─── DATASET ───

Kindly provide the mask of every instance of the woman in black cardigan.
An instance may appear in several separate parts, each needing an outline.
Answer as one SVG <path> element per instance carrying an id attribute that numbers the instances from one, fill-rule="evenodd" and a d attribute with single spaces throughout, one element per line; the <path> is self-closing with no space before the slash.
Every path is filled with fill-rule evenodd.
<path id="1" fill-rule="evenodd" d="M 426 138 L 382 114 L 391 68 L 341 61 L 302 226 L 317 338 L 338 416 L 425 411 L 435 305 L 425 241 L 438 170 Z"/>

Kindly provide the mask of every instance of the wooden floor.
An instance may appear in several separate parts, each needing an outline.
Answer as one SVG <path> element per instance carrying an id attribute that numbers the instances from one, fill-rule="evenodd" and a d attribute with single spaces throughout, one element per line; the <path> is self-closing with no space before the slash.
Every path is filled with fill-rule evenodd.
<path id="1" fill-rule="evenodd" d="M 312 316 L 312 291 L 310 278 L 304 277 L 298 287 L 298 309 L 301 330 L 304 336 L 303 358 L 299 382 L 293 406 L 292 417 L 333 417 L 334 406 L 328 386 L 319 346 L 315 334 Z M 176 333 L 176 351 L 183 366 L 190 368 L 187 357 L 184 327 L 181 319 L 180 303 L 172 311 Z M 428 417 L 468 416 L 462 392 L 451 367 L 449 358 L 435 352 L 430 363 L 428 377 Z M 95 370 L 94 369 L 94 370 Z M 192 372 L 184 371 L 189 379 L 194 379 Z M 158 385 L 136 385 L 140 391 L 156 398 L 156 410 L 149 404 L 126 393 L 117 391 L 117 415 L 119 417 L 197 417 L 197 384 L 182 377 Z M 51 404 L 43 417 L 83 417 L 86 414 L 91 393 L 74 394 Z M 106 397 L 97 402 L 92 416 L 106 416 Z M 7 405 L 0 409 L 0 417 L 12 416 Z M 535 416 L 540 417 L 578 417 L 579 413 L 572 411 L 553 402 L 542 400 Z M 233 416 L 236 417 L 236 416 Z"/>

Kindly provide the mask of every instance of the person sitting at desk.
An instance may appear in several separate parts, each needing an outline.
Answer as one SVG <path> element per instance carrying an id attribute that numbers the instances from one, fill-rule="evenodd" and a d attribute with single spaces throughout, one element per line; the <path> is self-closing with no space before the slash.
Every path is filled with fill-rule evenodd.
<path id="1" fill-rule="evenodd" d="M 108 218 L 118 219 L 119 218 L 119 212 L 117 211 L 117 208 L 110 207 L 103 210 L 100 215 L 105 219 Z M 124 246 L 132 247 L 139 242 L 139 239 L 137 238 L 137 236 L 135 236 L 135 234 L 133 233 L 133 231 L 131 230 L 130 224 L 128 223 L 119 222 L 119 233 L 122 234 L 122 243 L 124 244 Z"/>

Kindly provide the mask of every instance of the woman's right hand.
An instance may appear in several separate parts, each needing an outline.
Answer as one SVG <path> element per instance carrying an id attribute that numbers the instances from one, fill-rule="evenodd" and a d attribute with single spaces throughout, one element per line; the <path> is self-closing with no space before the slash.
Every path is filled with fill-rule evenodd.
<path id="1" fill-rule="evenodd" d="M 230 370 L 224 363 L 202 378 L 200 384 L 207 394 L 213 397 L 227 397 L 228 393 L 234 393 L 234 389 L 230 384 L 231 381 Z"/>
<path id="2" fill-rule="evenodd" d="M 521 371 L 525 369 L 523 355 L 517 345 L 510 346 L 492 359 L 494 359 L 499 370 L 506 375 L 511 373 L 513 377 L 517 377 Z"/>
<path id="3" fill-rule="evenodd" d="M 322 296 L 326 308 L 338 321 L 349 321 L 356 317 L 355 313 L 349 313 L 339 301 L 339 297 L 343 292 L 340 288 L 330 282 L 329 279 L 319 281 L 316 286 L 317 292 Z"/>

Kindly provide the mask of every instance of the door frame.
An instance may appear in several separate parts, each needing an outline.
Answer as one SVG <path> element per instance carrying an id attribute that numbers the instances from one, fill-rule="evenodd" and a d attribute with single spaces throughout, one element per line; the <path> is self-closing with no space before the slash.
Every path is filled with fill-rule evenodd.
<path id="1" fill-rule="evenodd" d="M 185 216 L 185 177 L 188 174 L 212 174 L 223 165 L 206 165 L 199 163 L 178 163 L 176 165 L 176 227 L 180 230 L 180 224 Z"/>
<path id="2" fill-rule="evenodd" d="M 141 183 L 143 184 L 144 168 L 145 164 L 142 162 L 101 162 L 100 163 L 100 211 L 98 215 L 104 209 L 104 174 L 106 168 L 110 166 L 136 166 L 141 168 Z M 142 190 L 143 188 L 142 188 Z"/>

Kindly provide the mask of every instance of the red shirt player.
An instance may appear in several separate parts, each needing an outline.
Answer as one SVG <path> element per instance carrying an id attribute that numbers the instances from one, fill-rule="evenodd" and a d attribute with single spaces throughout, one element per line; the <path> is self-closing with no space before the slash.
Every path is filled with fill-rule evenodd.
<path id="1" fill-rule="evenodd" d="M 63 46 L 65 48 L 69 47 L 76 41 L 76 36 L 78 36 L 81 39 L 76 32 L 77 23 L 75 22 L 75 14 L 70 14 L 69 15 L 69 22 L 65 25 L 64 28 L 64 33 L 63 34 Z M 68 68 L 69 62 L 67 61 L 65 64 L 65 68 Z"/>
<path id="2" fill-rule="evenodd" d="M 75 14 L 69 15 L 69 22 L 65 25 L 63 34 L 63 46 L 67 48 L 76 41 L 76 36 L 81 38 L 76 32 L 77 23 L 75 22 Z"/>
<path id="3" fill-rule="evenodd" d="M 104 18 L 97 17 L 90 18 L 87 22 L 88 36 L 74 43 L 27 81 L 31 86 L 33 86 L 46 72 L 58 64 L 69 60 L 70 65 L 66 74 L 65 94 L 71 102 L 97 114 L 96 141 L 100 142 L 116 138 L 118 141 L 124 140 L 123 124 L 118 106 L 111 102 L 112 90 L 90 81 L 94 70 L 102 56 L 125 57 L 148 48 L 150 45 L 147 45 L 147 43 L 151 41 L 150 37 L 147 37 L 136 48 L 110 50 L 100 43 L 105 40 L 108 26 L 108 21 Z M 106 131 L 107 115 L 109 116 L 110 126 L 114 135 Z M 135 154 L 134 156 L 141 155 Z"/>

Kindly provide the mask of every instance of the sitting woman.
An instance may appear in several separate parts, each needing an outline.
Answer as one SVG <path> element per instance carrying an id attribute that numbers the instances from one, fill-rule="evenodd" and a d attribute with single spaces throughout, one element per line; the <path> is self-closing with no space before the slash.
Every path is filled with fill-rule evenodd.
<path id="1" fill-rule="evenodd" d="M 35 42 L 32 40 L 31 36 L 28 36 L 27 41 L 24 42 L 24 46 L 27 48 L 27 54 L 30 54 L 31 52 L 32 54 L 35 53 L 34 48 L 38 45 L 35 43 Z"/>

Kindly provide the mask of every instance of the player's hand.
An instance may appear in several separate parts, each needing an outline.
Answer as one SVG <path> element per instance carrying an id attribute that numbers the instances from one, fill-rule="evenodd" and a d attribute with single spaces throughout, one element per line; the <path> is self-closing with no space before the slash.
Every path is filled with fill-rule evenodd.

───

### WHAT IS EXPECTED
Please give the material again, starting with the line containing "Kindly provide the mask of every instance of the red" and going on through the line containing "63 46 L 65 48", substituting "blue shirt player" for "red shirt player" and leaving everything else unchanged. Return only those lines.

### OUTPUT FOR THIS EXERCISE
Kindly provide the mask of every instance of the blue shirt player.
An instance may appear in several separate parts, each needing an outline.
Answer as one SVG <path> element per instance carrying an id attribute that numbers the instances from one, fill-rule="evenodd" and a d attribute with single spaces throughout, one element per line; the <path> is self-closing with no space before the slash.
Every path is filled with fill-rule evenodd.
<path id="1" fill-rule="evenodd" d="M 63 46 L 65 48 L 69 47 L 76 41 L 76 36 L 78 36 L 81 39 L 76 32 L 77 23 L 75 22 L 75 14 L 70 14 L 69 15 L 69 22 L 65 25 L 64 28 L 64 33 L 63 34 Z M 68 68 L 69 62 L 67 61 L 65 64 L 65 68 Z"/>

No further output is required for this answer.